Given request:
Make an exact copy of each entry, leaving out every picture.

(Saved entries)

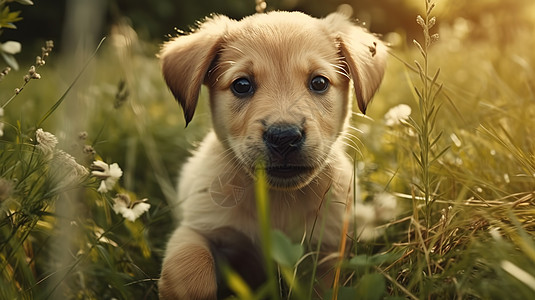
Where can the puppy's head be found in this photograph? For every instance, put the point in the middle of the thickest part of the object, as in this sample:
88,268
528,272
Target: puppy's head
279,86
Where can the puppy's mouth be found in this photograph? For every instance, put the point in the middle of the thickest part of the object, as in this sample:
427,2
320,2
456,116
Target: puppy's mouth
288,171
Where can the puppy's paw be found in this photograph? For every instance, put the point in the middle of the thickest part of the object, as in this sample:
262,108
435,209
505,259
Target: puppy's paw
233,249
188,271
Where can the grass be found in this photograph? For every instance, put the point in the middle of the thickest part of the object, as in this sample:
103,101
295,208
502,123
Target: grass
465,225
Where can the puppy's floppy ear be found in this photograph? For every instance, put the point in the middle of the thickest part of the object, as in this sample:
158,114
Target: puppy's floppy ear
186,61
364,54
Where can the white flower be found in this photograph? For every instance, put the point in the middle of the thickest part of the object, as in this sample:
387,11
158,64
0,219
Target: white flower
397,114
11,47
108,173
46,141
65,163
128,209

Correct result:
Where can the puppy's head be found in this photograph? For every instance, put the point in the middle of the thickest part of the object, as in this sample:
88,268
528,272
Target: puppy's head
279,86
Where can the puppy's mouth be found in this photograph? For every instance, put the point in the middle of the thickest part of the object, as in this sample:
427,2
320,2
456,116
Target: puppy's mouth
288,171
Where can the puppy's paw be found in this photograph? For every instance, put the point in the middle of the thickest part of the object, as in this sample:
262,108
435,209
505,259
Target: puppy's paw
233,249
188,271
Where can the grass be found in this photograph? For every instance, put the point in the middle of the thickest part of the object, as in this sample:
103,101
295,208
502,123
Target: grass
465,225
Where can the puppy's floppy ear be found in this photograph? For every instance, put the point in the middle of the thickest part of the object, as in this sample:
158,114
Target: puppy's floppy ear
186,61
364,54
Where can the white flower be found in this photograph? For every instance, put the point in the middle of the thickest part of the object, as in this sample:
387,11
158,64
0,219
Target: white flower
397,114
11,47
108,173
46,141
65,163
128,209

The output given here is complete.